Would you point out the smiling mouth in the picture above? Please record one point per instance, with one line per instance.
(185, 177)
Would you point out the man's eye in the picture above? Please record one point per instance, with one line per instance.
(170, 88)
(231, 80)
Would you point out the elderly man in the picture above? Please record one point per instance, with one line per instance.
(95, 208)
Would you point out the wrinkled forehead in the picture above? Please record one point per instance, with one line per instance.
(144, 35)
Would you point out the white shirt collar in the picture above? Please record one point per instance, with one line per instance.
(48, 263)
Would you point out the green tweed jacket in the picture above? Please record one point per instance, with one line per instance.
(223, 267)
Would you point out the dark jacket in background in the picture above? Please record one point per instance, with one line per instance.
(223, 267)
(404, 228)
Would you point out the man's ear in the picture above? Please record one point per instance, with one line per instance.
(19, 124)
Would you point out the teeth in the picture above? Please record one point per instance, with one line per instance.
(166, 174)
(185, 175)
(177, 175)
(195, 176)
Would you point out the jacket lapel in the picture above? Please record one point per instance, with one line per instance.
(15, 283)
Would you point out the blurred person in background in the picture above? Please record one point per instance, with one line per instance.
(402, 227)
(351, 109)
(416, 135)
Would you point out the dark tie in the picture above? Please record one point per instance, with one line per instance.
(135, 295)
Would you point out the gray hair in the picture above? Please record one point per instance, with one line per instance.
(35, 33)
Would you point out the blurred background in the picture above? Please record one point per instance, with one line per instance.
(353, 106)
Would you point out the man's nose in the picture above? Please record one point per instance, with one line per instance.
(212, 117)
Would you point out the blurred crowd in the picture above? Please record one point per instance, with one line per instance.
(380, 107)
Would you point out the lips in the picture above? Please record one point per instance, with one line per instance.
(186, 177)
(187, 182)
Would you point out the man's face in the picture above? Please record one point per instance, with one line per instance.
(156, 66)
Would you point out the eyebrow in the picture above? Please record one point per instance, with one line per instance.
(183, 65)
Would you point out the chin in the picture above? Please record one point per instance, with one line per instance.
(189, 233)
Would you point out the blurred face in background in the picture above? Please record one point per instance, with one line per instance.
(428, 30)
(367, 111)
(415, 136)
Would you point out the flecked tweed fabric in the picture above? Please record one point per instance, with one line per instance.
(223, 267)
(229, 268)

* [AIM]:
Please copy out every row above word for word.

* [ANSWER TO THIS TASK]:
Would you point out the smiling mouth in the picture above? Please record one point per instance, with one line per instance.
(185, 177)
Would you point out the man's eye in the picture above? Please record one point per instance, with one line per instance.
(170, 88)
(231, 80)
Would you point out the elderly man in the picture above? Please record one point per instance, with one line per instance.
(95, 208)
Would you point out the wrinkled forehead in the picture above? Please record one point per instance, with one line per instance.
(144, 35)
Would you point out the white shirt collar in the picture above? Please record one point per instance, with one line per instance.
(48, 263)
Would you point out the green tweed jacket in the picture above? Please record one point per instance, with one line per instance.
(223, 267)
Would you point out the dark jacket in background in the picture above? Please record one point per instance, with one line per instance.
(223, 267)
(404, 228)
Would you point out the man's ear in the picture above? Please record one point per instance, with one line per instance.
(19, 124)
Would you point out the teeth in the picture above? Please record one point per instance, with one line per instance.
(166, 174)
(185, 175)
(177, 175)
(195, 176)
Would you point out the jacket lapel in the picture above? Please record one point per instance, with one line per instance.
(15, 283)
Would you point out the blurred person in background in the picture above? Please record one point per instance, with one line per instance.
(402, 227)
(351, 109)
(416, 135)
Would you point out the dark tie in the picture above? Please record one point per instance, with one line per instance.
(135, 295)
Would you point out the gray hair in the picture above? Please record one point per instance, with one line per instance.
(35, 33)
Would you point out the blurred background in the picture above? Please record one point per instance, with one line per instance.
(353, 106)
Would you point out the man's nose in the picture above? Please record one point per instance, with one line per instance.
(212, 117)
Would you point out the blurred crowd in the picture above? Please record one point per instance, with one line per instance.
(380, 107)
Would you point out the lips in the picture above? Please record one point per instance, with one line per instance.
(186, 177)
(187, 182)
Would you point out the man's face in the picture above? Please record one point per instance, with one line per instance.
(156, 66)
Would you point out the eyebrow in the picture above? Please record one point per instance, with one line per instance.
(183, 65)
Would you point out the chin in the picture above? Please record one point per instance, with one line per instance.
(189, 233)
Would you point out the blurred face in background in the picture above? Please record one point per instance, with one line per instance.
(428, 30)
(367, 111)
(415, 136)
Would you point out the flecked tweed fabric in the picture above? Please record one point per instance, with one line per instance.
(223, 267)
(229, 268)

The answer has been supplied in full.